Edit the stretch from the start of the entries through the line containing "point(257, 190)" so that "cluster of houses" becomes "group of houses" everywhere it appears, and leave everything else unchanged. Return only that stretch.

[start Source material]

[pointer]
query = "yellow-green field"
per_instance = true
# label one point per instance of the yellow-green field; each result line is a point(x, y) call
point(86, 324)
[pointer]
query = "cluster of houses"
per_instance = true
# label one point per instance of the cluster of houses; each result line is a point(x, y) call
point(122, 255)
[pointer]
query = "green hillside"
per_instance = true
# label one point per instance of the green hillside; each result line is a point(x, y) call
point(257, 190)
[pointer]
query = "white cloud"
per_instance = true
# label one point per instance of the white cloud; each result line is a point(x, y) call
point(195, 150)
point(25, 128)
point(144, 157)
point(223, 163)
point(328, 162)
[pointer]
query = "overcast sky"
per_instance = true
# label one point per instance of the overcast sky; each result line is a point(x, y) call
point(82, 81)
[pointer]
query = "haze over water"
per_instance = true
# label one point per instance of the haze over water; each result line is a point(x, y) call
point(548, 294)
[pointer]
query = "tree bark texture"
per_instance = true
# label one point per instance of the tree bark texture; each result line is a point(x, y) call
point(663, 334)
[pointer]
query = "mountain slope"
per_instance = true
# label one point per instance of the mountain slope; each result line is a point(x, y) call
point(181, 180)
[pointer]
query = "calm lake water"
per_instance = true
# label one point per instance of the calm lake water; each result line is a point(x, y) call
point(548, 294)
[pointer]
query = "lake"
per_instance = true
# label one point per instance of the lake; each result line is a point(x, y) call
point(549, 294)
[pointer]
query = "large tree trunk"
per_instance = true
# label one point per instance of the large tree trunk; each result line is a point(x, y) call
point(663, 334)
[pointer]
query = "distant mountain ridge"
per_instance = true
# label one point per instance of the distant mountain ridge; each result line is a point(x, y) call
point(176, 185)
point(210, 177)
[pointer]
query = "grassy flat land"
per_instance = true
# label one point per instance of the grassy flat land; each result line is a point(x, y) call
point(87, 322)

[end Source material]

* Written answer:
[pointer]
query = "yellow-green field"
per_instance = true
# label one point per instance of the yellow-green field; each result line is a point(x, y) call
point(86, 324)
[pointer]
query = "group of houses"
per_instance = true
# label one point per instance of the group of houses; each result line is a point(x, y) call
point(122, 255)
[pointer]
query = "green hillside"
per_instance = true
# label one point per instance of the green hillside; each result line is a point(x, y) call
point(257, 190)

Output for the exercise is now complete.